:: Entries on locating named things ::
----------------
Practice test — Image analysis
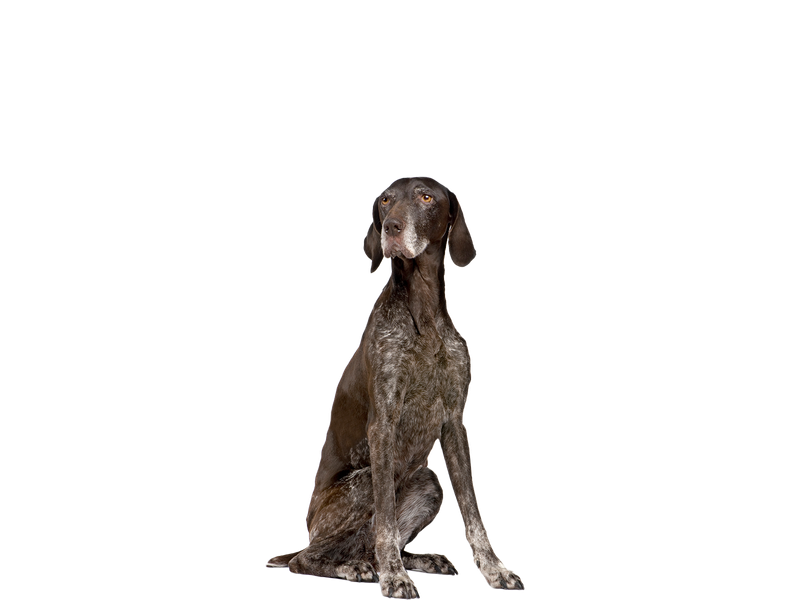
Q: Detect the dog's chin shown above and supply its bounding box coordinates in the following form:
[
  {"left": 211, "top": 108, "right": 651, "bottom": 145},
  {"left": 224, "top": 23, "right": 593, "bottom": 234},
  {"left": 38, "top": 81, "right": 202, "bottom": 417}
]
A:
[{"left": 383, "top": 244, "right": 410, "bottom": 260}]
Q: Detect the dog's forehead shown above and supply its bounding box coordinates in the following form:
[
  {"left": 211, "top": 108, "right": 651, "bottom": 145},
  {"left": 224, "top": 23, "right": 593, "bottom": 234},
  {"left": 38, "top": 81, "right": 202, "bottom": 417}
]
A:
[{"left": 384, "top": 177, "right": 447, "bottom": 195}]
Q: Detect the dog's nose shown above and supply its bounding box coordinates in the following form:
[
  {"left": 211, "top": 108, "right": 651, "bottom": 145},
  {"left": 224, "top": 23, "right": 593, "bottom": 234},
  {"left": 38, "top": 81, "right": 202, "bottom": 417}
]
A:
[{"left": 383, "top": 217, "right": 403, "bottom": 235}]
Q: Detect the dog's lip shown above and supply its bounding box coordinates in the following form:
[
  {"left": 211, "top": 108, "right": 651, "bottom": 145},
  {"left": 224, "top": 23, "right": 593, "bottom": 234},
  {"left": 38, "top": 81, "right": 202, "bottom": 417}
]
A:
[{"left": 383, "top": 240, "right": 410, "bottom": 259}]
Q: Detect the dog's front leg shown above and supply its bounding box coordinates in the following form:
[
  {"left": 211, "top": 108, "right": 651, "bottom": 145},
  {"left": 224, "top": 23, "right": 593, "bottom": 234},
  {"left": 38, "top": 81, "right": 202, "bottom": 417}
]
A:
[
  {"left": 367, "top": 406, "right": 419, "bottom": 598},
  {"left": 441, "top": 421, "right": 525, "bottom": 590}
]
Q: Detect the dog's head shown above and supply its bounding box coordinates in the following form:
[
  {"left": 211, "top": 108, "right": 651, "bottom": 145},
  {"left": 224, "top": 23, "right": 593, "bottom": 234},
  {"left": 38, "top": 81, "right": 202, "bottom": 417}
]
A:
[{"left": 364, "top": 177, "right": 477, "bottom": 273}]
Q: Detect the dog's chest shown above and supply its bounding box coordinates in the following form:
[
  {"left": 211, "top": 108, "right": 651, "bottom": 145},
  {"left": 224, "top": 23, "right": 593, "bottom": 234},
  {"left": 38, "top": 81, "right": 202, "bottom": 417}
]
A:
[{"left": 395, "top": 331, "right": 469, "bottom": 470}]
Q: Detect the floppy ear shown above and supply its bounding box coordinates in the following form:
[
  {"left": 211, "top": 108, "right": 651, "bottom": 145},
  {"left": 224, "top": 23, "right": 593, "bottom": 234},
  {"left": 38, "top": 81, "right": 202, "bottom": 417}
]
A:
[
  {"left": 447, "top": 190, "right": 478, "bottom": 267},
  {"left": 364, "top": 198, "right": 383, "bottom": 275}
]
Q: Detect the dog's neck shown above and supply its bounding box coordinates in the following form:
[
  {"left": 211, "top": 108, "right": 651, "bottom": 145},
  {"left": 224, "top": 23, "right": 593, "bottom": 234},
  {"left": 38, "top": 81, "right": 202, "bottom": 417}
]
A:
[{"left": 391, "top": 243, "right": 449, "bottom": 335}]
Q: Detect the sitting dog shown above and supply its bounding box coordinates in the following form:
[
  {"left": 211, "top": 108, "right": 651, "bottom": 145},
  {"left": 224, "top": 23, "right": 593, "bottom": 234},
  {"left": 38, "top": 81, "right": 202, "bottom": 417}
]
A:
[{"left": 267, "top": 177, "right": 525, "bottom": 598}]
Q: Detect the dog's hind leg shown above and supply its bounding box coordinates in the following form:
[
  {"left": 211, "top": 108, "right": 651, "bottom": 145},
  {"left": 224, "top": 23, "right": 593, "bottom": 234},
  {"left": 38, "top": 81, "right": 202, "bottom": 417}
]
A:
[{"left": 287, "top": 467, "right": 378, "bottom": 583}]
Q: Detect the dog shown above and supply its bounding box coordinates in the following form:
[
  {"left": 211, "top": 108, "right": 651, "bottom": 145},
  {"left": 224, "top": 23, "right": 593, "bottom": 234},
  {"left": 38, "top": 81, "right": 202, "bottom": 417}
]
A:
[{"left": 267, "top": 176, "right": 525, "bottom": 598}]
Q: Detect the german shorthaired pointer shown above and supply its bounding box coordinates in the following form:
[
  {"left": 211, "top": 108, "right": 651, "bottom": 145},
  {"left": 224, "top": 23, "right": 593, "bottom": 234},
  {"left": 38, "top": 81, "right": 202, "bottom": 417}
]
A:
[{"left": 267, "top": 177, "right": 525, "bottom": 598}]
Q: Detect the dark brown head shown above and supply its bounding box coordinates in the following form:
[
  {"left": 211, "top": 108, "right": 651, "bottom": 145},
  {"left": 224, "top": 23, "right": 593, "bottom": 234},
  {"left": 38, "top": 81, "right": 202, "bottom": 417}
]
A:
[{"left": 364, "top": 177, "right": 477, "bottom": 273}]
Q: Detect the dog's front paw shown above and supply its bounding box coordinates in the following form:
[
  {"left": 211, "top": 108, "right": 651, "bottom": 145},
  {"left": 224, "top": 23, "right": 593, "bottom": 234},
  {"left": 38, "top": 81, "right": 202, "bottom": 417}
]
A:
[
  {"left": 475, "top": 558, "right": 525, "bottom": 592},
  {"left": 380, "top": 571, "right": 419, "bottom": 600}
]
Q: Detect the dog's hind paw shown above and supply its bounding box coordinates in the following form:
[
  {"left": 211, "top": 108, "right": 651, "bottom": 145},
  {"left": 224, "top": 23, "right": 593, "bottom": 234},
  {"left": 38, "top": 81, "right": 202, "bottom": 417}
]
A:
[{"left": 380, "top": 570, "right": 419, "bottom": 600}]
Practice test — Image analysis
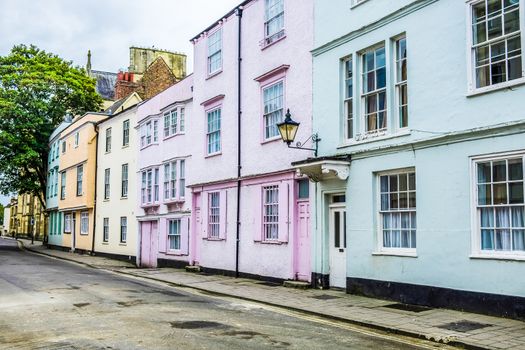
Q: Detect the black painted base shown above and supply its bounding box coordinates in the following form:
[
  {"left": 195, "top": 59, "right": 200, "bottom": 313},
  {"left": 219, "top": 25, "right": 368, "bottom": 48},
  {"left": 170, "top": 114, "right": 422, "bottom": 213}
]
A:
[
  {"left": 346, "top": 277, "right": 525, "bottom": 320},
  {"left": 47, "top": 244, "right": 71, "bottom": 252},
  {"left": 93, "top": 252, "right": 137, "bottom": 265},
  {"left": 201, "top": 266, "right": 285, "bottom": 284},
  {"left": 157, "top": 259, "right": 188, "bottom": 269},
  {"left": 312, "top": 272, "right": 330, "bottom": 289}
]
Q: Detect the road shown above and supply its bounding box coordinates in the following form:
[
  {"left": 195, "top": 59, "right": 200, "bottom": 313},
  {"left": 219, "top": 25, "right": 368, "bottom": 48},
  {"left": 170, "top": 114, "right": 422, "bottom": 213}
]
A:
[{"left": 0, "top": 238, "right": 446, "bottom": 349}]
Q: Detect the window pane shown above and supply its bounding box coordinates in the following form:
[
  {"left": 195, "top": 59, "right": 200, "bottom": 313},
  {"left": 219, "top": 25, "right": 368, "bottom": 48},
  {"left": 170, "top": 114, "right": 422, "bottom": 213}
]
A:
[
  {"left": 505, "top": 9, "right": 520, "bottom": 34},
  {"left": 481, "top": 230, "right": 494, "bottom": 250},
  {"left": 508, "top": 56, "right": 522, "bottom": 80},
  {"left": 478, "top": 162, "right": 491, "bottom": 183},
  {"left": 509, "top": 182, "right": 523, "bottom": 204},
  {"left": 492, "top": 160, "right": 507, "bottom": 182}
]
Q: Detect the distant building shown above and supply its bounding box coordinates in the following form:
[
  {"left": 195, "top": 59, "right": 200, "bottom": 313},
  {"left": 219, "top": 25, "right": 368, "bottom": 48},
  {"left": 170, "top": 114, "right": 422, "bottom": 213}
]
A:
[{"left": 115, "top": 47, "right": 186, "bottom": 100}]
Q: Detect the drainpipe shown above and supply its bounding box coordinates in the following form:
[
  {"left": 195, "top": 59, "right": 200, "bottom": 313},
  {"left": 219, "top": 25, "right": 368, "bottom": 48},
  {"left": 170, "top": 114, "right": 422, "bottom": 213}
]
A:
[
  {"left": 235, "top": 6, "right": 242, "bottom": 278},
  {"left": 91, "top": 124, "right": 98, "bottom": 255}
]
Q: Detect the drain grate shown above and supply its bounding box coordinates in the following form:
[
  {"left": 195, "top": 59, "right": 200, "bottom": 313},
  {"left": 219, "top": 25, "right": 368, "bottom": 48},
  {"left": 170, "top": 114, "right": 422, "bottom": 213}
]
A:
[
  {"left": 382, "top": 303, "right": 432, "bottom": 312},
  {"left": 438, "top": 320, "right": 492, "bottom": 333},
  {"left": 310, "top": 294, "right": 340, "bottom": 300},
  {"left": 170, "top": 321, "right": 230, "bottom": 329}
]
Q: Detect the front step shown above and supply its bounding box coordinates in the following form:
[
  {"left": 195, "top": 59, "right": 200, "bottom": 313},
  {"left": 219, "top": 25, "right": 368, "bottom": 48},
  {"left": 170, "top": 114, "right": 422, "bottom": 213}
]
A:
[
  {"left": 283, "top": 281, "right": 311, "bottom": 289},
  {"left": 186, "top": 265, "right": 201, "bottom": 273}
]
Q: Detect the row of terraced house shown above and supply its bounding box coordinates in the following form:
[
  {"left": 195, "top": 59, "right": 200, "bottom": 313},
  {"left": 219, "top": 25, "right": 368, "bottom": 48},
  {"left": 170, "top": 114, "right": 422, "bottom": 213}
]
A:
[{"left": 43, "top": 0, "right": 525, "bottom": 318}]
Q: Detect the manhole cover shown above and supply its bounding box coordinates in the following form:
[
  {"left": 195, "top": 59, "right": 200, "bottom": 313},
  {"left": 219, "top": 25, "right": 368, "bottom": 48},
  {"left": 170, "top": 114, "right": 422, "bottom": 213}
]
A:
[
  {"left": 438, "top": 321, "right": 492, "bottom": 333},
  {"left": 382, "top": 303, "right": 432, "bottom": 312},
  {"left": 170, "top": 321, "right": 230, "bottom": 329},
  {"left": 310, "top": 294, "right": 340, "bottom": 300},
  {"left": 257, "top": 281, "right": 280, "bottom": 287}
]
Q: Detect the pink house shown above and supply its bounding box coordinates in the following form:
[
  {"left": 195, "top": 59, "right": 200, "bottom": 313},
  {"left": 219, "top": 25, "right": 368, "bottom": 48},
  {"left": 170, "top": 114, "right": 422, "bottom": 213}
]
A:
[
  {"left": 136, "top": 75, "right": 193, "bottom": 267},
  {"left": 187, "top": 0, "right": 313, "bottom": 281}
]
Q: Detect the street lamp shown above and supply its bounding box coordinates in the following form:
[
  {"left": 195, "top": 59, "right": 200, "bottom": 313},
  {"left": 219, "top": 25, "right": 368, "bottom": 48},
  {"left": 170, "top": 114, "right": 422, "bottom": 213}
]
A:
[{"left": 277, "top": 109, "right": 321, "bottom": 157}]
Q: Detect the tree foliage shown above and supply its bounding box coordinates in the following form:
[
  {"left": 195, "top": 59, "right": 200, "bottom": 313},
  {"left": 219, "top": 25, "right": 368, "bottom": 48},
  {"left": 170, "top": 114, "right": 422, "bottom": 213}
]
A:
[{"left": 0, "top": 45, "right": 102, "bottom": 205}]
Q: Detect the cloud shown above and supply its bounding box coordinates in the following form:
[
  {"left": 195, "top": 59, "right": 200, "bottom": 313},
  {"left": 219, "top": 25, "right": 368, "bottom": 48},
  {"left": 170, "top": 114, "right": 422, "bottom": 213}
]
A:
[{"left": 0, "top": 0, "right": 240, "bottom": 72}]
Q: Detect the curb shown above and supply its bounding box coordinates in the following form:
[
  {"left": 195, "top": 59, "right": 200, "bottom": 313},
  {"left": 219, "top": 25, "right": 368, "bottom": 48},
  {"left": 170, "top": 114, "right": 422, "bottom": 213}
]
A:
[{"left": 17, "top": 239, "right": 491, "bottom": 350}]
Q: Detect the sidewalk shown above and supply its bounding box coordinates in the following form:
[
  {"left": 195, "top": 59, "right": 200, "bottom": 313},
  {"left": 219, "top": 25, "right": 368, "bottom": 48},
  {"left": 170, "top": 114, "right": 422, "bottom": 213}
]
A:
[{"left": 15, "top": 240, "right": 525, "bottom": 350}]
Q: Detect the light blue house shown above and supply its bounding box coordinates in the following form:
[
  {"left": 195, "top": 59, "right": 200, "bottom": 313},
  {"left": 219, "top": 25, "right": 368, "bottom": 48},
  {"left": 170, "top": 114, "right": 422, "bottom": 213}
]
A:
[
  {"left": 46, "top": 117, "right": 71, "bottom": 247},
  {"left": 294, "top": 0, "right": 525, "bottom": 318}
]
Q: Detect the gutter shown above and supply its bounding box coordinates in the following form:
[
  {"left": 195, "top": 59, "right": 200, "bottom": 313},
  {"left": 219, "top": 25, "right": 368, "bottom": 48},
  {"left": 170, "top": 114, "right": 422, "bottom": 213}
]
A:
[
  {"left": 91, "top": 124, "right": 98, "bottom": 255},
  {"left": 235, "top": 5, "right": 242, "bottom": 278}
]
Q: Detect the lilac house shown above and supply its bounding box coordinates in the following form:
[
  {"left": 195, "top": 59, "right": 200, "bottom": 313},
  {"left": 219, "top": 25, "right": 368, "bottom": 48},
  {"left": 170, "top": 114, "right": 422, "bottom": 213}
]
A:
[
  {"left": 136, "top": 75, "right": 193, "bottom": 267},
  {"left": 187, "top": 0, "right": 313, "bottom": 281}
]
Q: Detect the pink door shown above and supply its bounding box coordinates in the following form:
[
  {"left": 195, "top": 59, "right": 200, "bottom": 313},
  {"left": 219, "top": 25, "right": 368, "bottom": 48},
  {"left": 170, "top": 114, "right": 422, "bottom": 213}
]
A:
[
  {"left": 294, "top": 201, "right": 311, "bottom": 281},
  {"left": 140, "top": 221, "right": 157, "bottom": 267}
]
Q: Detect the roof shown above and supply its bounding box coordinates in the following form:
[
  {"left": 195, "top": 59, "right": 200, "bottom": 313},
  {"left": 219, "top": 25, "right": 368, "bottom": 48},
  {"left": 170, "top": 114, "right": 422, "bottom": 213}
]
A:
[
  {"left": 89, "top": 70, "right": 117, "bottom": 100},
  {"left": 190, "top": 0, "right": 253, "bottom": 41}
]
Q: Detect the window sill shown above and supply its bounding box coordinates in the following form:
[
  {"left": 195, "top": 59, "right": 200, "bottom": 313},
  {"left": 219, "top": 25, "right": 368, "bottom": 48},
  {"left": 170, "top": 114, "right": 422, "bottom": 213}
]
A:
[
  {"left": 206, "top": 68, "right": 222, "bottom": 80},
  {"left": 255, "top": 241, "right": 287, "bottom": 245},
  {"left": 261, "top": 136, "right": 281, "bottom": 145},
  {"left": 469, "top": 253, "right": 525, "bottom": 261},
  {"left": 166, "top": 250, "right": 188, "bottom": 256},
  {"left": 204, "top": 151, "right": 222, "bottom": 158},
  {"left": 261, "top": 34, "right": 286, "bottom": 51},
  {"left": 202, "top": 237, "right": 226, "bottom": 242},
  {"left": 372, "top": 251, "right": 417, "bottom": 258},
  {"left": 140, "top": 141, "right": 159, "bottom": 151},
  {"left": 466, "top": 77, "right": 525, "bottom": 97},
  {"left": 350, "top": 0, "right": 367, "bottom": 10},
  {"left": 337, "top": 128, "right": 411, "bottom": 149},
  {"left": 162, "top": 131, "right": 186, "bottom": 141}
]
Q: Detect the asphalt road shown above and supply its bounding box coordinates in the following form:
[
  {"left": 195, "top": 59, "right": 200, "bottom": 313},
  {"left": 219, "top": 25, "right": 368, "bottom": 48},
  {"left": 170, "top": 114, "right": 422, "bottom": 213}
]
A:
----------------
Give back, exactly as written, the lines from the one with "Q: Detect the asphalt" to the last line.

:: CORRECT RESPONSE ::
Q: Detect the asphalt road shown above and supply its bounding box coordinates in the following form:
[
  {"left": 195, "top": 59, "right": 200, "bottom": 313},
  {"left": 219, "top": 25, "right": 368, "bottom": 48},
  {"left": 170, "top": 114, "right": 422, "bottom": 213}
]
A:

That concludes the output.